=== EXERCISE GOAL ===
Turn the passage in the items below that begins with the line containing "Question: In the picture above, for every instance of the napkin" and ends with the line containing "[(194, 381)]" into a numbered list, including both of those lines and omitting any blank lines. Include only the lines in that passage.

=== RECORDS ===
---+---

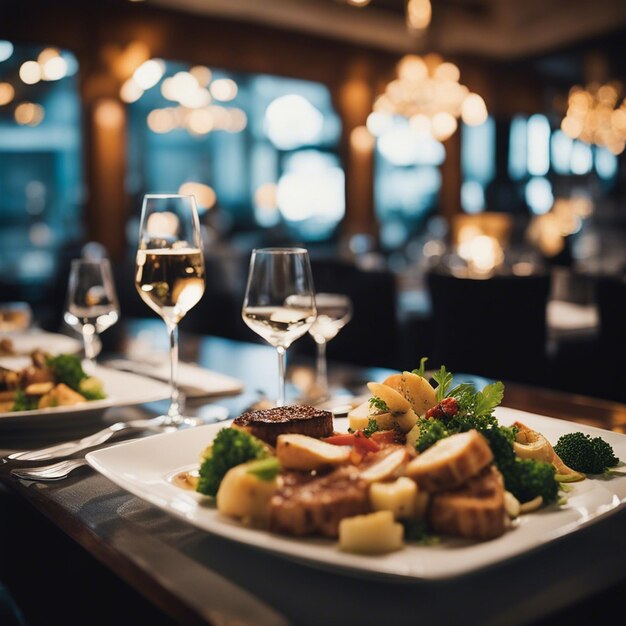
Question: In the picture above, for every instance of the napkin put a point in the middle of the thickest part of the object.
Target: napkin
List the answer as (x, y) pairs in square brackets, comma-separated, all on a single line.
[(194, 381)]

---+---

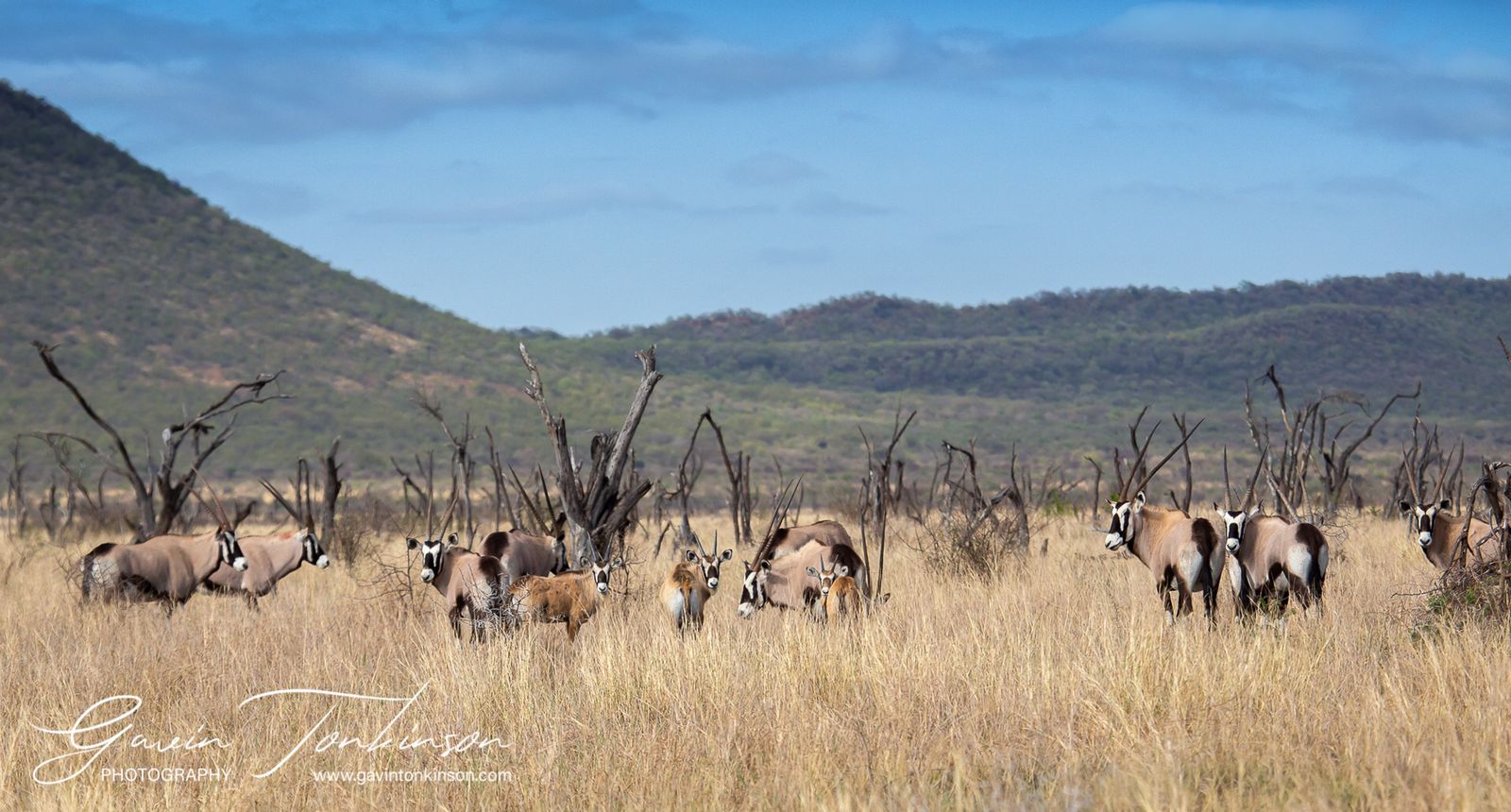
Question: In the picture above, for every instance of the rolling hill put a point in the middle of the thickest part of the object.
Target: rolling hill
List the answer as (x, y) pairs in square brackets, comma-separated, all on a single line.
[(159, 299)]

---+---

=== IN RESPONSE ===
1. Question: In the picture above, for every instance of the napkin put a point in the middle of the thickest part of the object.
2. Target: napkin
3. List the answer as (x, y) pairs in square brackets, comma-separated, all on a single line.
4. [(194, 381)]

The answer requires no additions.